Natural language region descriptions
_ _ _ _ _ _ _
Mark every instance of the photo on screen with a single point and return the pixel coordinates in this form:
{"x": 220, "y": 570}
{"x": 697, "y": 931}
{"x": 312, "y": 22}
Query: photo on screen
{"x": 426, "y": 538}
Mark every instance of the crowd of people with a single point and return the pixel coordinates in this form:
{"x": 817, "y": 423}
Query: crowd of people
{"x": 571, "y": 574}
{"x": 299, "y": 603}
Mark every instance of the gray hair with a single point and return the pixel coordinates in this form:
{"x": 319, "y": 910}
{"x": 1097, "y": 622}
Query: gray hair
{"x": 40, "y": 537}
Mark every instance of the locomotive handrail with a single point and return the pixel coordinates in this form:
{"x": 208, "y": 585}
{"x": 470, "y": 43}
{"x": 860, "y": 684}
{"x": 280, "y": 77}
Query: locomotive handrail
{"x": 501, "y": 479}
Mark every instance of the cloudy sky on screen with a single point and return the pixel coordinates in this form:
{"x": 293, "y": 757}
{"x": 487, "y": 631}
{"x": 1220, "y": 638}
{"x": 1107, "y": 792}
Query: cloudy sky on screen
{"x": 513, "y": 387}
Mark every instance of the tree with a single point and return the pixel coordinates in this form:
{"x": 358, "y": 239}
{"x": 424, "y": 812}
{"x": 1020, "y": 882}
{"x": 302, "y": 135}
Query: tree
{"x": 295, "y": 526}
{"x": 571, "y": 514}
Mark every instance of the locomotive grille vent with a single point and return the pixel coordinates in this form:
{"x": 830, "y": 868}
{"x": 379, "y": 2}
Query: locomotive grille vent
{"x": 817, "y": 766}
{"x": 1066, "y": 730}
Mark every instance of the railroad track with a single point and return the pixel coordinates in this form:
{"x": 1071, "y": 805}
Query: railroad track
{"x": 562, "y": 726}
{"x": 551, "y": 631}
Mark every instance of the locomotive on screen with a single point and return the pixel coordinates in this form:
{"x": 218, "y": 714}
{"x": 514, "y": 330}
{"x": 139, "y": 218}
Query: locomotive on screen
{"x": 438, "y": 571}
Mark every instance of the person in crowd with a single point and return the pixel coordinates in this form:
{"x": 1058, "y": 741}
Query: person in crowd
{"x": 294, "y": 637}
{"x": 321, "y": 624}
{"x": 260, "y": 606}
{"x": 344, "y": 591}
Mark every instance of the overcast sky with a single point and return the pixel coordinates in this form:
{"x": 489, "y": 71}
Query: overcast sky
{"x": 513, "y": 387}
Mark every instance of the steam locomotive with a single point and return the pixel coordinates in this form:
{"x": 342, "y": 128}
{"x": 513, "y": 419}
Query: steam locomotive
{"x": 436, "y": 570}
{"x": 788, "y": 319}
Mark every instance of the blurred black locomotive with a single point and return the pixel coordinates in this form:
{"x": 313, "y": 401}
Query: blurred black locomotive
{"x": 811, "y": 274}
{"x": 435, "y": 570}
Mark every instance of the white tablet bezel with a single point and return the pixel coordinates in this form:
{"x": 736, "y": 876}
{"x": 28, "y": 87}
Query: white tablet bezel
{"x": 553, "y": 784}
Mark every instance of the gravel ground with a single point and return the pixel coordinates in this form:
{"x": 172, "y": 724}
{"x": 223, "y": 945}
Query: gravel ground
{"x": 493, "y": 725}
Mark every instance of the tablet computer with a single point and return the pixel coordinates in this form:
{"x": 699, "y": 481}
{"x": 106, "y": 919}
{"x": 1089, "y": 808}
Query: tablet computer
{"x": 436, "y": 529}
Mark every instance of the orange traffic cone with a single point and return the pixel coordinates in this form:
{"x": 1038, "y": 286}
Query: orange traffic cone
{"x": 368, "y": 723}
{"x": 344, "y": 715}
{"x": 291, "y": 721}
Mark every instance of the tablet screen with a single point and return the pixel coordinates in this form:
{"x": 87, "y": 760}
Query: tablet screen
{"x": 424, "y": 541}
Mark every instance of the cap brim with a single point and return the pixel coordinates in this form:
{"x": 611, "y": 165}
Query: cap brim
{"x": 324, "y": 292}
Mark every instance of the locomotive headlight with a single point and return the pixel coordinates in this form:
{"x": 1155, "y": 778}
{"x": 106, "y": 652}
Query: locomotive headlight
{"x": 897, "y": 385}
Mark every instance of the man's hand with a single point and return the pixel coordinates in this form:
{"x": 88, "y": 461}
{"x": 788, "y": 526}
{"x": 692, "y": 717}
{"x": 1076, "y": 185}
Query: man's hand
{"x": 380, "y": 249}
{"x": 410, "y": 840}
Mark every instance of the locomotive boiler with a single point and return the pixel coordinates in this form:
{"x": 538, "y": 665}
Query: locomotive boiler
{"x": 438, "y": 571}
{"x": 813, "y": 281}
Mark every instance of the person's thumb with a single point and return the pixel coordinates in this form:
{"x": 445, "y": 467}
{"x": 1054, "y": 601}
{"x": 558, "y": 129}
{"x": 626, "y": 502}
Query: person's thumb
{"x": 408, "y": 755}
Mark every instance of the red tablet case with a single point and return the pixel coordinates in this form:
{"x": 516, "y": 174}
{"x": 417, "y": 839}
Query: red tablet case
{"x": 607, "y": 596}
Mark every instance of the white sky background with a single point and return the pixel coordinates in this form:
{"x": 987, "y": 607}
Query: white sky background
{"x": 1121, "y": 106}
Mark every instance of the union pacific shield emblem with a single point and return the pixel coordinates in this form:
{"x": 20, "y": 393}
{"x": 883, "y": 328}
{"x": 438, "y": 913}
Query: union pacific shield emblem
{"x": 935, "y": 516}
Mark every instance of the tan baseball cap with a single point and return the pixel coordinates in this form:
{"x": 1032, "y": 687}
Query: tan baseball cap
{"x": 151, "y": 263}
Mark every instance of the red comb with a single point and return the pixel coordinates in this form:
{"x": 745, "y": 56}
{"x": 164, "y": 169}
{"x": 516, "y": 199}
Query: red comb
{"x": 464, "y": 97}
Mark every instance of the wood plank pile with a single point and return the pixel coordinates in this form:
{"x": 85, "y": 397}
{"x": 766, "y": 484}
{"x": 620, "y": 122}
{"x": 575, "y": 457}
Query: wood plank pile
_ _ _ _ _ _ _
• **Assignment**:
Every line above is to be transcribed exactly, with nothing dropped.

• **Result**:
Mark every instance of the photo on screen with a single point and return the pixel coordinates in this form:
{"x": 220, "y": 570}
{"x": 697, "y": 931}
{"x": 312, "y": 22}
Query: photo on screen
{"x": 426, "y": 538}
Mark every instance of the crowd of people with a single point and return the pixel coordinates in this form:
{"x": 817, "y": 423}
Query: crowd of people
{"x": 571, "y": 574}
{"x": 299, "y": 603}
Mark every instance of the gray hair with a single point and return the pixel coordinates in this form:
{"x": 319, "y": 910}
{"x": 1097, "y": 622}
Query: gray hair
{"x": 40, "y": 537}
Mark every instance of the locomotive handrail with a single point and return the pixel coordinates in this form:
{"x": 208, "y": 585}
{"x": 470, "y": 43}
{"x": 860, "y": 684}
{"x": 280, "y": 77}
Query: locomotive handrail
{"x": 501, "y": 479}
Mark every instance of the cloudy sky on screen with a single point and return the pixel coordinates in this form:
{"x": 293, "y": 757}
{"x": 487, "y": 631}
{"x": 1220, "y": 638}
{"x": 1107, "y": 792}
Query: cloudy sky on screen
{"x": 513, "y": 387}
Mark every instance of the tree with a single point and return the pixel coordinates in this form:
{"x": 358, "y": 239}
{"x": 424, "y": 812}
{"x": 1020, "y": 882}
{"x": 302, "y": 135}
Query: tree
{"x": 295, "y": 526}
{"x": 571, "y": 514}
Mark every instance of the locomotive grille vent with a single point and return the pixel coordinates in this form:
{"x": 830, "y": 868}
{"x": 379, "y": 2}
Query: locomotive grille vent
{"x": 817, "y": 766}
{"x": 1066, "y": 730}
Mark every instance of the railroad track with a single point and return the pixel coordinates in this form:
{"x": 1071, "y": 805}
Query: railroad track
{"x": 562, "y": 726}
{"x": 551, "y": 631}
Mark every instance of the locomotive on screen with a single point and return the pixel coordinates in this form:
{"x": 218, "y": 714}
{"x": 514, "y": 330}
{"x": 139, "y": 218}
Query: locomotive on screen
{"x": 438, "y": 571}
Mark every instance of the person in crowd with a single point and return the pixel coordinates in this form:
{"x": 1058, "y": 741}
Query: person in crowd
{"x": 294, "y": 637}
{"x": 321, "y": 624}
{"x": 260, "y": 606}
{"x": 344, "y": 591}
Mark every instance of the overcast sky with a single point and return the pixel coordinates in this form:
{"x": 489, "y": 71}
Query: overcast sky
{"x": 513, "y": 387}
Mark every instance of the steam locomotive with a single point and return the pixel coordinates in this form:
{"x": 342, "y": 128}
{"x": 513, "y": 419}
Query: steam locomotive
{"x": 436, "y": 570}
{"x": 788, "y": 319}
Mark every instance of the blurred black locomotive with a single point and return the pixel coordinates in this form:
{"x": 313, "y": 401}
Query: blurred black locomotive
{"x": 811, "y": 274}
{"x": 435, "y": 570}
Mark every instance of the white tablet bezel with a single point and return the pixel coordinates in this form:
{"x": 736, "y": 876}
{"x": 28, "y": 87}
Query: white tablet bezel
{"x": 553, "y": 784}
Mark every instance of the gravel ground with a single point and return the pixel coordinates in this form:
{"x": 172, "y": 724}
{"x": 223, "y": 945}
Query: gravel ground
{"x": 493, "y": 725}
Mark every instance of the tablet computer with a single point and return the pixel coordinates in this form:
{"x": 699, "y": 481}
{"x": 106, "y": 919}
{"x": 1089, "y": 808}
Query: tablet computer
{"x": 436, "y": 529}
Mark every instance of the orange traffic cone with a single point and return the pixel coordinates in this form:
{"x": 1038, "y": 286}
Query: orange traffic cone
{"x": 368, "y": 723}
{"x": 344, "y": 715}
{"x": 291, "y": 721}
Mark every instance of the tablet screen with a single point and return the pixel coordinates in this form:
{"x": 87, "y": 760}
Query: tablet screen
{"x": 424, "y": 541}
Mark every instance of the cap brim with a single point and return the pixel coordinates in this form:
{"x": 611, "y": 165}
Query: cap brim
{"x": 324, "y": 292}
Mark every instance of the locomotive headlight with a single point and return the pixel coordinates in this form:
{"x": 1155, "y": 778}
{"x": 106, "y": 652}
Query: locomotive headlight
{"x": 897, "y": 385}
Mark every instance of the man's hand with a single point and return the pixel coordinates in this form:
{"x": 88, "y": 461}
{"x": 788, "y": 526}
{"x": 692, "y": 717}
{"x": 1076, "y": 185}
Query: man's hand
{"x": 380, "y": 249}
{"x": 410, "y": 840}
Mark every instance of the locomotive boiler with a single point and return the pixel coordinates in this form:
{"x": 538, "y": 665}
Query: locomotive boiler
{"x": 438, "y": 571}
{"x": 813, "y": 281}
Mark every instance of the person's thumb with a single point and return the pixel coordinates in this form:
{"x": 445, "y": 467}
{"x": 1054, "y": 601}
{"x": 558, "y": 129}
{"x": 626, "y": 502}
Query: person's thumb
{"x": 408, "y": 755}
Mark every instance of the red tablet case with a single point and return the pixel coordinates in this form:
{"x": 516, "y": 174}
{"x": 417, "y": 839}
Query: red tablet case
{"x": 607, "y": 596}
Mark every instance of the white sky background with a single point and return the pixel coordinates in this form:
{"x": 987, "y": 607}
Query: white sky background
{"x": 1121, "y": 106}
Mark every instance of the union pacific shield emblem with a single point and return the pixel coordinates in this form:
{"x": 20, "y": 393}
{"x": 883, "y": 328}
{"x": 438, "y": 913}
Query: union pacific shield emblem
{"x": 935, "y": 516}
Mark every instance of the tan baseball cap with a single point and return the pixel coordinates in this form:
{"x": 1032, "y": 687}
Query: tan baseball cap
{"x": 151, "y": 263}
Mark every instance of the red comb with a single point and return the pixel coordinates in this form:
{"x": 745, "y": 56}
{"x": 164, "y": 169}
{"x": 516, "y": 199}
Query: red comb
{"x": 464, "y": 97}
Mark every instance of the wood plank pile with a single point and return the pixel coordinates in this form:
{"x": 85, "y": 397}
{"x": 766, "y": 484}
{"x": 620, "y": 122}
{"x": 575, "y": 457}
Query: wood plank pile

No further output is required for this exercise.